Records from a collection
▬▬▬▬▬▬▬▬▬▬
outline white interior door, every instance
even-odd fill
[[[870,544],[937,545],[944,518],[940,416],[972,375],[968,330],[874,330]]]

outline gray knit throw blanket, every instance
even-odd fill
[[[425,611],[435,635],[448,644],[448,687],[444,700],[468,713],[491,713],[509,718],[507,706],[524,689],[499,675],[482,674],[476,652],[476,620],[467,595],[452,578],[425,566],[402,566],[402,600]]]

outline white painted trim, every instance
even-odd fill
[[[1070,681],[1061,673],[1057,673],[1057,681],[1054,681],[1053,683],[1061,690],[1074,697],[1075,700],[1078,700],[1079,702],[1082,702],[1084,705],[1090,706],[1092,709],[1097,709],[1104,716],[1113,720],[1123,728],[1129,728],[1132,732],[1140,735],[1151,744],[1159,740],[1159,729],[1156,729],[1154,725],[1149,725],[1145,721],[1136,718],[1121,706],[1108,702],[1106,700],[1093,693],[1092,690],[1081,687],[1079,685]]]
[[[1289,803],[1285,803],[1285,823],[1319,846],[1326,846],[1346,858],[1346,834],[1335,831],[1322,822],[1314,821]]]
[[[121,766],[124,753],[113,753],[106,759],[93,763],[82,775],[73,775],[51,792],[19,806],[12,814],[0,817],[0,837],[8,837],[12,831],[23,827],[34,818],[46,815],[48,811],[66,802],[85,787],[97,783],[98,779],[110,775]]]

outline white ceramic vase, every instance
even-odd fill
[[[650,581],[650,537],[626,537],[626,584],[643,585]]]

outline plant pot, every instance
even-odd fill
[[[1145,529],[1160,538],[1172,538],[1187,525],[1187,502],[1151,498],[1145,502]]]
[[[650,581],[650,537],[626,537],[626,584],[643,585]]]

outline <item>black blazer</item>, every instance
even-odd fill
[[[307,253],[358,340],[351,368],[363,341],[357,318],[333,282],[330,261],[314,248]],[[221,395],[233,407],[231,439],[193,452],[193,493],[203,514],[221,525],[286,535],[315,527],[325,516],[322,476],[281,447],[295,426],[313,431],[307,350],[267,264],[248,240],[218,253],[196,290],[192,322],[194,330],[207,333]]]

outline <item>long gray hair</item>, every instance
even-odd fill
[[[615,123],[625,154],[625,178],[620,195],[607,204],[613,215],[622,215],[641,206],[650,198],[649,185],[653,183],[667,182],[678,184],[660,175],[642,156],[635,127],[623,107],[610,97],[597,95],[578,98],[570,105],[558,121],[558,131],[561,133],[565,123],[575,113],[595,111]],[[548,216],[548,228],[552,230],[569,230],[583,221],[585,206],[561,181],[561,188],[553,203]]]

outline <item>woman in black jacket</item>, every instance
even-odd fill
▬▬▬▬▬▬▬▬▬▬
| What the task asks |
Convert every line of the items above into a Markdown table with two columns, Row and Text, numbering the rows and omitting blank lines.

| Expected answer |
| Row | Text |
|---|---|
| 1 | outline white interior door, every instance |
| 2 | even-odd fill |
| 3 | [[[870,544],[937,545],[944,518],[940,416],[972,375],[968,330],[874,330]]] |
| 4 | outline gray knit throw blanket, every instance |
| 5 | even-odd fill |
| 6 | [[[425,611],[435,635],[448,644],[448,687],[444,700],[468,713],[491,713],[509,718],[507,706],[524,689],[499,675],[482,674],[476,652],[476,620],[467,595],[452,578],[425,566],[402,566],[402,600]]] |
| 7 | outline white painted trim, every instance |
| 8 | even-odd fill |
| 9 | [[[1070,681],[1061,673],[1057,673],[1057,681],[1054,681],[1053,683],[1061,690],[1074,697],[1075,700],[1078,700],[1079,702],[1082,702],[1084,705],[1090,706],[1092,709],[1097,709],[1104,716],[1113,720],[1123,728],[1129,728],[1132,732],[1140,735],[1151,744],[1159,740],[1159,729],[1156,729],[1154,725],[1149,725],[1145,721],[1136,718],[1121,706],[1108,702],[1106,700],[1093,693],[1092,690],[1081,687],[1079,685]]] |
| 10 | [[[1289,803],[1285,803],[1285,823],[1319,846],[1326,846],[1346,858],[1346,834],[1335,831],[1322,822],[1314,821]]] |
| 11 | [[[121,766],[124,753],[113,753],[106,759],[93,763],[82,775],[73,775],[51,792],[19,806],[12,814],[0,817],[0,837],[8,837],[12,831],[23,827],[34,818],[46,815],[48,811],[66,802],[85,787],[97,783],[98,779],[110,775]]] |
| 12 | outline white ceramic vase, every instance |
| 13 | even-odd fill |
| 14 | [[[650,581],[650,537],[626,537],[626,584],[643,585]]] |
| 15 | outline plant pot, every instance |
| 16 | even-odd fill |
| 17 | [[[1145,529],[1160,538],[1172,538],[1187,525],[1187,502],[1151,498],[1145,502]]] |
| 18 | [[[650,581],[650,537],[626,537],[626,584],[643,585]]] |
| 19 | outline <item>black blazer</item>, every instance |
| 20 | even-odd fill |
| 21 | [[[307,253],[358,340],[351,368],[363,341],[357,318],[333,282],[330,261],[314,248]],[[221,395],[233,407],[231,439],[193,452],[193,493],[203,514],[221,525],[286,535],[315,527],[325,516],[322,476],[281,447],[295,426],[313,431],[307,350],[267,264],[248,240],[218,253],[196,290],[192,322],[194,330],[207,333]]] |
| 22 | outline <item>long gray hair</item>, every instance |
| 23 | even-odd fill |
| 24 | [[[615,123],[625,154],[625,178],[620,195],[607,204],[613,215],[622,215],[641,206],[650,198],[649,185],[653,183],[667,182],[678,184],[660,175],[642,156],[635,127],[623,107],[610,97],[597,95],[578,98],[570,105],[558,121],[558,131],[561,133],[565,123],[575,113],[595,111]],[[548,216],[548,228],[552,230],[569,230],[583,221],[585,206],[561,181],[561,188],[553,203]]] |
| 25 | outline <item>woman in black jacket</item>, every instance |
| 26 | even-odd fill |